Selected excerpt:
━━━━━━

I am not that experienced in python but improving it thanks to this community! I desperately need a function which takes the input and gives the ouput below:
Input:
1- Latitude/longitude coordinates of the center of circle 1 (e.g. (50.851295, 5.667969) )
2- The radius of circle 1 in meters (e.g. 200)
3- Latitude/longitude coordinates of the center of circle 2 (e.g. (50.844101, 5.725889) )
4- The radius of circle 2 in meters (e.g. 300)
Output: Possible output examples can be;
The intersection points are (50.848295, 5.707969) and (50.849295, 5.717969)
The circles are overlapping
The circles are tangential and the intersection point is (50.847295, 5.705969)
The circles do not intersect
I have examined the similar topics in this platform, other platforms, libraries, tried to combine different solutions but couldn't succeed. Any help is much appreciated!
EDIT:
The problem is solved many thanks to Ture Pålsson who commented below and directed me to whuber's brilliant work in this link https://gis.stackexchange.com/questions/48937/calculating-intersection-of-two-circles Based on that work, I wrote the code below and as far as I tested it works. I want to share it here in case someone might find it helpful. Any feedback is appreciated.
'''
FINDING THE INTERSECTION COORDINATES (LAT/LON) OF TWO CIRCLES (GIVEN THE COORDINATES OF THE CENTER AND THE RADII)
Many thanks to Ture Pålsson who directed me to the right source, the code below is based on whuber's brilliant logic and
explanation here https://gis.stackexchange.com/questions/48937/calculating-intersection-of-two-circles
The idea is that;
1. The points in question are the mutual intersections of three spheres: a sphere centered beneath location x1 (on the
earth's surface) of a given radius, a sphere centered beneath location x2 (on the earth's surface) of a given radius, and
the earth itself, which is a sphere centered at O = (0,0,0) of a given radius.

━━━━━━

Given task:
In the post about finding where two circles intersect, what example radius is given for circle 2?

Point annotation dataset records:
━━━━━━

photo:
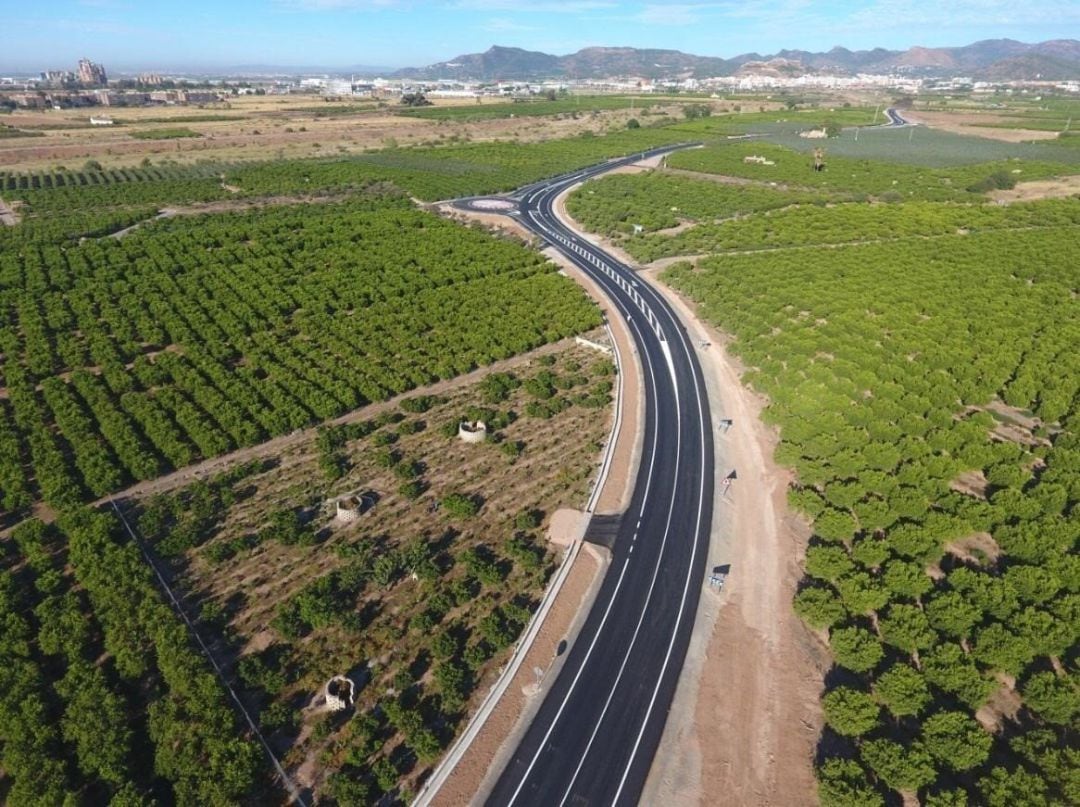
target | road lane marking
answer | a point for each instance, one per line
(647, 365)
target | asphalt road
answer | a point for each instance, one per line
(894, 118)
(594, 737)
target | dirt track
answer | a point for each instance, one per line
(746, 715)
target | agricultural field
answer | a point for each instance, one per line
(536, 108)
(916, 346)
(864, 175)
(164, 134)
(926, 393)
(286, 128)
(427, 173)
(105, 699)
(418, 600)
(193, 336)
(158, 315)
(657, 201)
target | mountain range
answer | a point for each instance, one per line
(993, 59)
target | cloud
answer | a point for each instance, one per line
(673, 13)
(960, 13)
(551, 7)
(341, 4)
(502, 25)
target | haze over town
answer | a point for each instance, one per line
(393, 34)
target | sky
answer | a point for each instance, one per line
(211, 34)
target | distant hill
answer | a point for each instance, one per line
(991, 58)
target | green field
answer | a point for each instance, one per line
(848, 174)
(123, 359)
(926, 391)
(428, 173)
(193, 336)
(917, 348)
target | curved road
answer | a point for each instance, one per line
(594, 737)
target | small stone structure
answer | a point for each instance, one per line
(472, 431)
(348, 509)
(339, 694)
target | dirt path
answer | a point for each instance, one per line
(8, 216)
(966, 123)
(746, 715)
(228, 206)
(275, 446)
(475, 774)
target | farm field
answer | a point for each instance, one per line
(540, 108)
(193, 336)
(257, 128)
(417, 601)
(268, 298)
(428, 173)
(866, 174)
(913, 341)
(926, 395)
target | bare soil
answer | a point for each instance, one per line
(966, 123)
(487, 754)
(1066, 186)
(1002, 705)
(8, 216)
(976, 548)
(262, 129)
(971, 483)
(752, 728)
(746, 715)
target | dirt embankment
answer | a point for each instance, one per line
(981, 124)
(744, 724)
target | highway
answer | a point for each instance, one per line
(895, 119)
(594, 737)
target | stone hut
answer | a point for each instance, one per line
(348, 509)
(339, 694)
(472, 431)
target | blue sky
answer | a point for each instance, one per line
(151, 34)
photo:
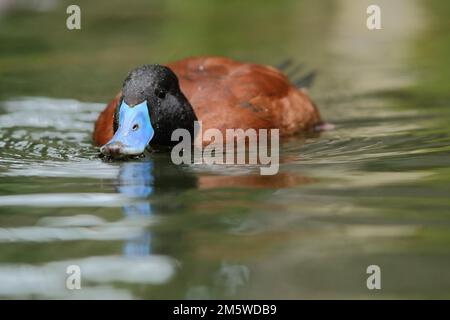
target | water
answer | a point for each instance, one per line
(372, 191)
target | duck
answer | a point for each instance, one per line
(219, 92)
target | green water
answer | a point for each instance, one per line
(373, 191)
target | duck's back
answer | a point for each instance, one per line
(226, 94)
(229, 94)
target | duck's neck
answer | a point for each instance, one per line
(174, 112)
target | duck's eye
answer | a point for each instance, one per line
(160, 93)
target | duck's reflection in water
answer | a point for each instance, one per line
(154, 183)
(136, 181)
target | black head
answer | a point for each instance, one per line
(152, 106)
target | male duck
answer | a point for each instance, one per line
(221, 93)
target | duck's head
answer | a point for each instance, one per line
(151, 107)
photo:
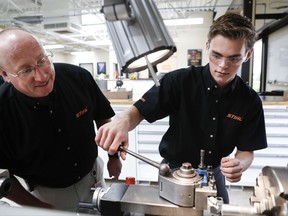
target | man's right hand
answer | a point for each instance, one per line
(115, 133)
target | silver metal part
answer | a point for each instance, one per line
(270, 196)
(140, 157)
(178, 185)
(271, 191)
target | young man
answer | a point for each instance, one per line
(210, 108)
(47, 132)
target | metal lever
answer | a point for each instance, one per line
(140, 157)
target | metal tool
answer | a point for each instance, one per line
(5, 183)
(270, 196)
(178, 185)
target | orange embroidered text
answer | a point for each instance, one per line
(82, 112)
(234, 117)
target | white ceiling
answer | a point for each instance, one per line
(36, 14)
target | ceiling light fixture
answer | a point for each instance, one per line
(181, 22)
(138, 34)
(54, 46)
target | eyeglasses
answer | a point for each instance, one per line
(218, 59)
(42, 63)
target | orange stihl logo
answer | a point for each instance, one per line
(234, 117)
(82, 112)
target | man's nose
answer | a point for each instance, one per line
(39, 74)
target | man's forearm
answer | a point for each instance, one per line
(245, 158)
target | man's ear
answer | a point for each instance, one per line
(249, 54)
(207, 45)
(4, 75)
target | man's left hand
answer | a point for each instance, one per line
(232, 169)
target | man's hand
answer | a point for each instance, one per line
(231, 169)
(115, 133)
(114, 167)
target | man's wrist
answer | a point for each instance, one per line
(116, 155)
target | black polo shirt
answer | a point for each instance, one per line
(51, 141)
(202, 117)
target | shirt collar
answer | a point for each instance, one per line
(212, 86)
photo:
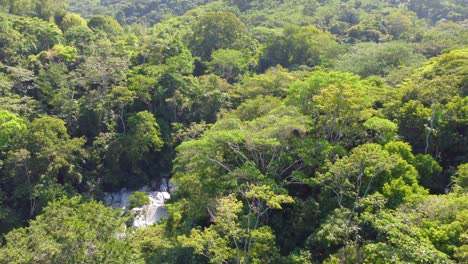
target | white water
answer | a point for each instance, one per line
(148, 214)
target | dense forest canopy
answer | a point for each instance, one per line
(298, 131)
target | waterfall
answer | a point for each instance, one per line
(149, 214)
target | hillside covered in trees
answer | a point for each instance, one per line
(295, 131)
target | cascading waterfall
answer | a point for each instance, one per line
(149, 214)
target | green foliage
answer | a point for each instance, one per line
(299, 131)
(218, 30)
(366, 59)
(228, 64)
(299, 46)
(69, 230)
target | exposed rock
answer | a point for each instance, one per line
(148, 214)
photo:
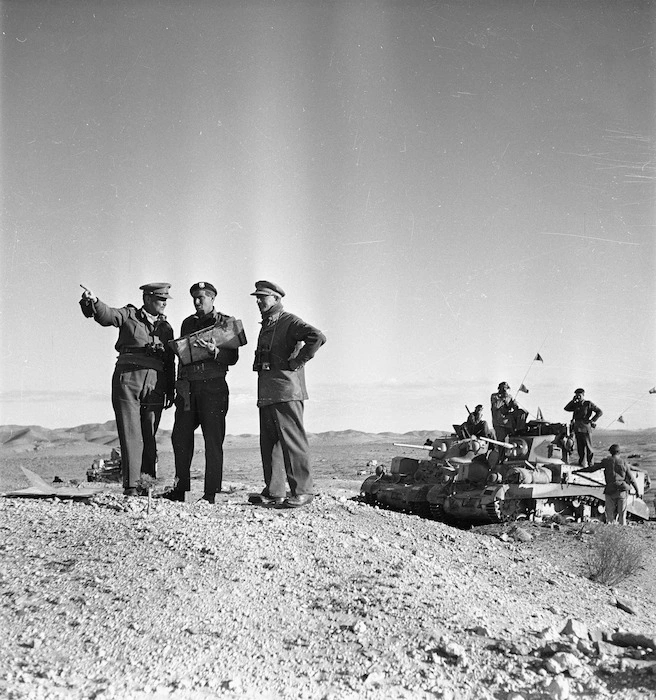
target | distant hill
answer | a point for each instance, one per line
(21, 438)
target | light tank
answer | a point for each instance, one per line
(406, 485)
(534, 481)
(463, 481)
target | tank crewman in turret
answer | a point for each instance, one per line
(584, 420)
(284, 345)
(201, 399)
(143, 381)
(506, 414)
(476, 426)
(619, 480)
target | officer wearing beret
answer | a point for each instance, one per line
(201, 400)
(585, 415)
(143, 381)
(284, 345)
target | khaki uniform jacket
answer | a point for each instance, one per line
(288, 343)
(206, 369)
(617, 475)
(140, 344)
(582, 414)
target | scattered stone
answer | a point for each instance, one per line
(628, 639)
(576, 628)
(624, 605)
(558, 689)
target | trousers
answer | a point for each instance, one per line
(284, 449)
(138, 401)
(584, 448)
(616, 507)
(207, 408)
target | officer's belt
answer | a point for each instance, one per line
(139, 361)
(198, 371)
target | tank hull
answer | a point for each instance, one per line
(462, 484)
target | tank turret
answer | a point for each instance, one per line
(406, 485)
(482, 480)
(533, 481)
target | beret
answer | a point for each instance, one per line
(157, 289)
(264, 288)
(200, 286)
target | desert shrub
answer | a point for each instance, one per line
(616, 553)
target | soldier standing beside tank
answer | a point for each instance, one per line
(284, 345)
(619, 480)
(201, 399)
(476, 426)
(584, 420)
(143, 380)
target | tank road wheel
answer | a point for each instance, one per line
(511, 509)
(437, 510)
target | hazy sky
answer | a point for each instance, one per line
(444, 188)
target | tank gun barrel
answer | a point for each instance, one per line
(497, 442)
(414, 447)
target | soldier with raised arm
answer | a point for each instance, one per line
(284, 346)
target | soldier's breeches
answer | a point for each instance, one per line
(284, 449)
(207, 408)
(138, 401)
(616, 507)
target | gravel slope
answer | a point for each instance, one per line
(111, 599)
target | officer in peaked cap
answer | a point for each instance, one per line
(143, 380)
(201, 399)
(585, 415)
(284, 346)
(157, 289)
(264, 288)
(506, 414)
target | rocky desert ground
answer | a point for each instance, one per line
(135, 598)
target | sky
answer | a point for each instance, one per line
(445, 189)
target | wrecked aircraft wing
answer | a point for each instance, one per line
(38, 488)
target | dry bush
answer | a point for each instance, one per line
(615, 554)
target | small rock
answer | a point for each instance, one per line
(578, 629)
(561, 662)
(628, 639)
(558, 689)
(624, 605)
(522, 535)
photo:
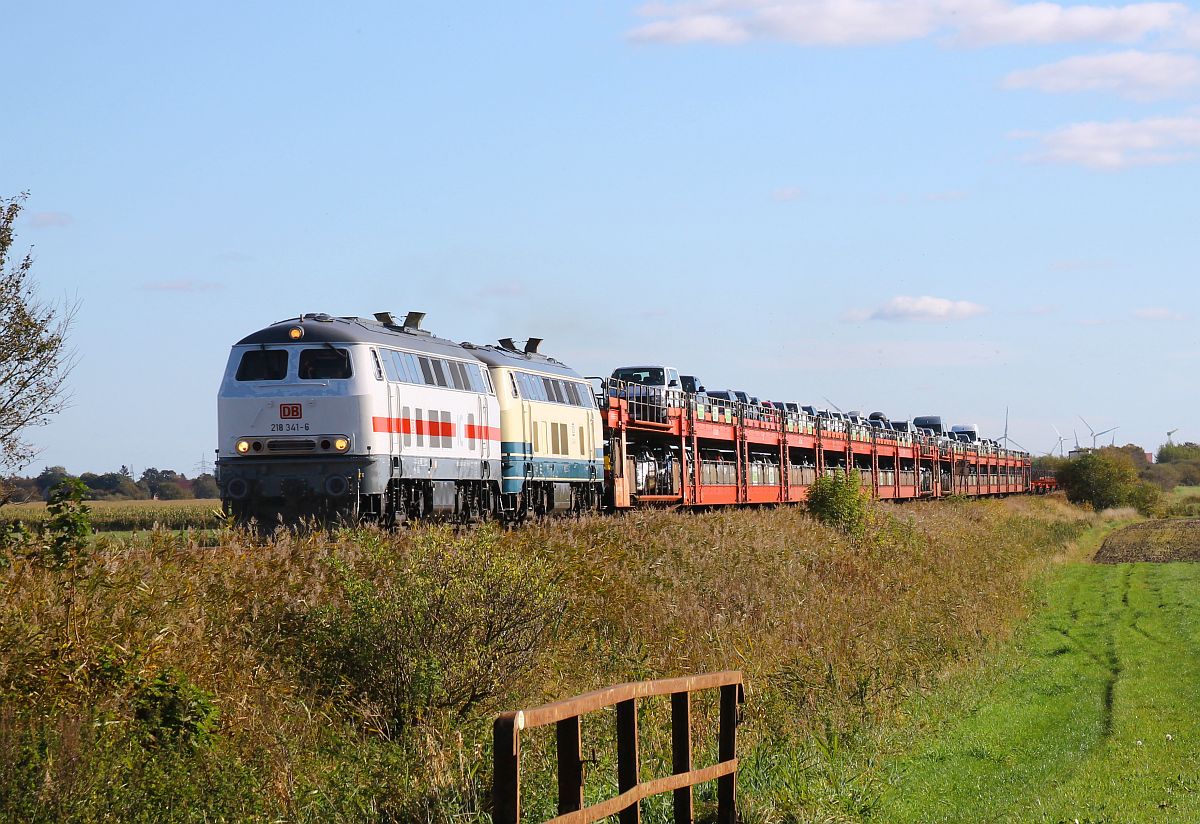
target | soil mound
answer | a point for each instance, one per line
(1156, 541)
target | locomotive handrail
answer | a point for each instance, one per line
(567, 714)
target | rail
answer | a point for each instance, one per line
(567, 716)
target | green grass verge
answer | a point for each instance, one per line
(1090, 716)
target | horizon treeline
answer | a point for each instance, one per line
(153, 485)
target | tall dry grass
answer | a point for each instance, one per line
(331, 661)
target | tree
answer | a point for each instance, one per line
(153, 480)
(34, 359)
(51, 477)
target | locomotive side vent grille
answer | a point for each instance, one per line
(292, 445)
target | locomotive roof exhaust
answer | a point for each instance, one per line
(412, 322)
(531, 347)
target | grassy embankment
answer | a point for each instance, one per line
(1090, 715)
(354, 677)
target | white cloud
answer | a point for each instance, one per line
(823, 355)
(863, 22)
(924, 308)
(1158, 313)
(994, 23)
(1117, 144)
(49, 220)
(693, 28)
(1137, 74)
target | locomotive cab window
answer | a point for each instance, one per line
(324, 364)
(263, 365)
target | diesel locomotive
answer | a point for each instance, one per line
(353, 419)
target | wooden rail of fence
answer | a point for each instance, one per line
(565, 715)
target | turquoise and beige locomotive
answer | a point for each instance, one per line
(379, 420)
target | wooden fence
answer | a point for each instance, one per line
(567, 716)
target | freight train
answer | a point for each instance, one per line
(354, 419)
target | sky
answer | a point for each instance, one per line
(928, 206)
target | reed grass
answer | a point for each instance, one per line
(831, 630)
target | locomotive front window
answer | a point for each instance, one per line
(263, 365)
(324, 364)
(652, 377)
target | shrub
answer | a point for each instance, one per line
(839, 500)
(1102, 480)
(172, 710)
(441, 621)
(69, 527)
(1147, 499)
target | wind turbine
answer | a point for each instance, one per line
(1090, 429)
(1059, 445)
(1005, 439)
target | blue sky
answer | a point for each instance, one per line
(927, 206)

━━━━━━

Expected answer:
300 meters